YOUR GOAL → Render the listing from the line containing "notation: point(176, 228)." up to and including the line containing "Query: mast" as a Markdown table with the columns No. and Text. Number each row, skip any blank lines, and include only these lines.

DATA SHOWN →
-------

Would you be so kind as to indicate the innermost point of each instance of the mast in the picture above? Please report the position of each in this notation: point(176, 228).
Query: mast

-------

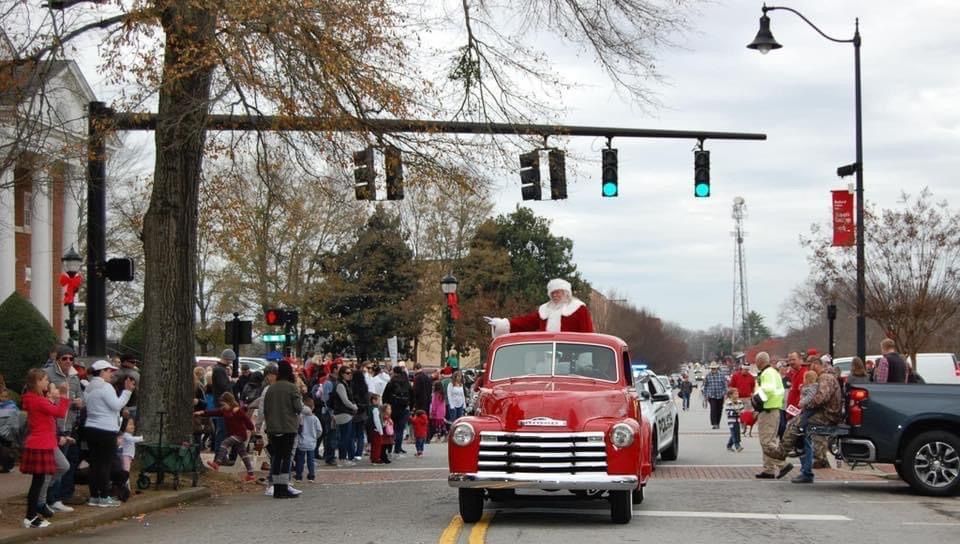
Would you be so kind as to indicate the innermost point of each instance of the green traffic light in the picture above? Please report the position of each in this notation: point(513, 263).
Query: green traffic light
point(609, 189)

-------

TASK SOLUTION →
| No. | Text |
|---|---|
| 1 | Would you be so kind as to indicate the innermost point of each instance of the mast in the picture above? Please report the position of each in this notation: point(176, 228). |
| 2 | Query: mast |